Copy exactly, and copy only, the lines from the one bearing "For practice, label the metal" through the final line of the records.

[Source records]
== Segment start ==

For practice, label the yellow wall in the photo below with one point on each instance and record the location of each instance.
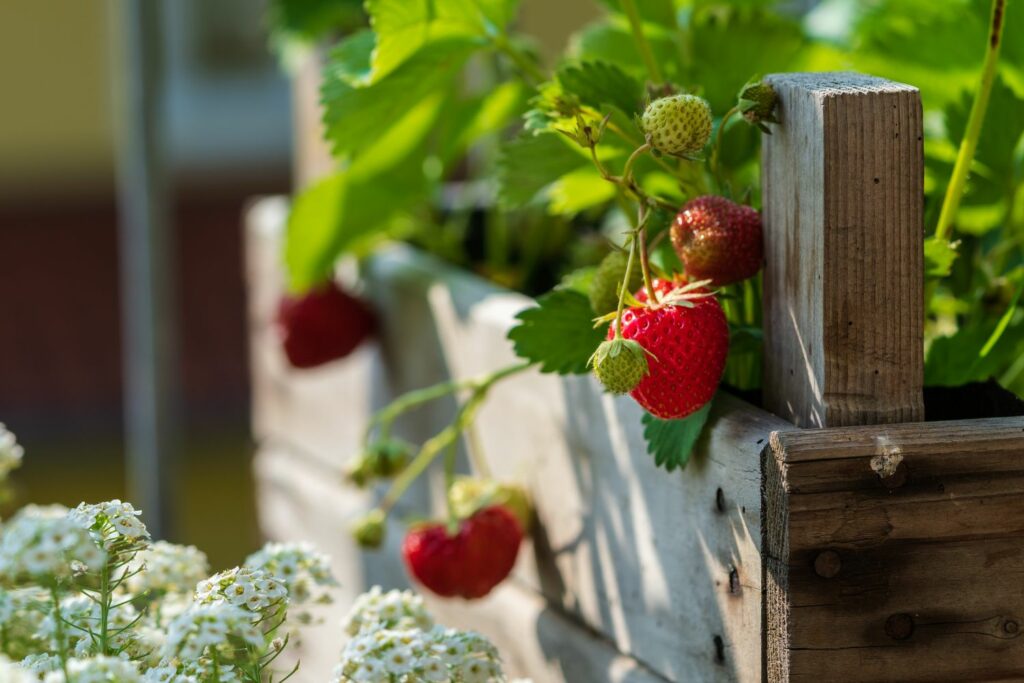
(55, 96)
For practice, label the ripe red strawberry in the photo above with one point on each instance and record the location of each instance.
(718, 240)
(323, 325)
(469, 563)
(687, 347)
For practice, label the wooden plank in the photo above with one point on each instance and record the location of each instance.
(905, 569)
(842, 193)
(536, 640)
(664, 566)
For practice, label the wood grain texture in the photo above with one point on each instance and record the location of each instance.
(913, 577)
(843, 200)
(665, 568)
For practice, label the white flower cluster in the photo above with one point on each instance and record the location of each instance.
(299, 566)
(439, 655)
(254, 590)
(22, 614)
(38, 545)
(97, 670)
(394, 609)
(115, 525)
(12, 673)
(167, 567)
(394, 639)
(82, 617)
(209, 641)
(10, 453)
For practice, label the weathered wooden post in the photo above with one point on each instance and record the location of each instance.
(891, 552)
(843, 188)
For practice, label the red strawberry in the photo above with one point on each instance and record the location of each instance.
(686, 348)
(469, 563)
(323, 325)
(718, 240)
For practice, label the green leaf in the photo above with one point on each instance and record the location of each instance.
(338, 214)
(939, 257)
(558, 333)
(355, 117)
(530, 163)
(671, 441)
(599, 83)
(403, 27)
(729, 45)
(308, 20)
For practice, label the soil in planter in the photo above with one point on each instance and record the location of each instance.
(967, 401)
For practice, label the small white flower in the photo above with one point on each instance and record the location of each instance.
(10, 453)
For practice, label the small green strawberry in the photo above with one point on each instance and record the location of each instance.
(679, 125)
(369, 529)
(757, 102)
(620, 365)
(469, 495)
(603, 291)
(382, 459)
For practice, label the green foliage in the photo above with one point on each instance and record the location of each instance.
(671, 441)
(558, 333)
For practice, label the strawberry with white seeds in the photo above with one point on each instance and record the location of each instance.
(679, 125)
(468, 562)
(718, 240)
(323, 325)
(687, 338)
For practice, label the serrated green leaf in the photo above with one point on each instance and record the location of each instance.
(337, 214)
(355, 117)
(558, 333)
(671, 441)
(530, 163)
(404, 27)
(598, 84)
(578, 190)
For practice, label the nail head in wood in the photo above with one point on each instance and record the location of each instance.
(899, 627)
(827, 564)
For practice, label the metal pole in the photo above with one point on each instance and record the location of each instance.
(147, 311)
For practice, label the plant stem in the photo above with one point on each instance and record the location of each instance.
(625, 285)
(636, 25)
(957, 183)
(628, 169)
(448, 435)
(648, 283)
(59, 632)
(717, 147)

== Segment end ==

SOLUTION FOR THIS TASK:
For practice, label the metal pole in the photo above with one point on each instance and record the location of each instance.
(147, 311)
For practice, label the plant stem in the photo above with one point on each instance and record the location of each instance.
(625, 285)
(636, 25)
(957, 183)
(628, 169)
(448, 435)
(648, 283)
(59, 632)
(717, 147)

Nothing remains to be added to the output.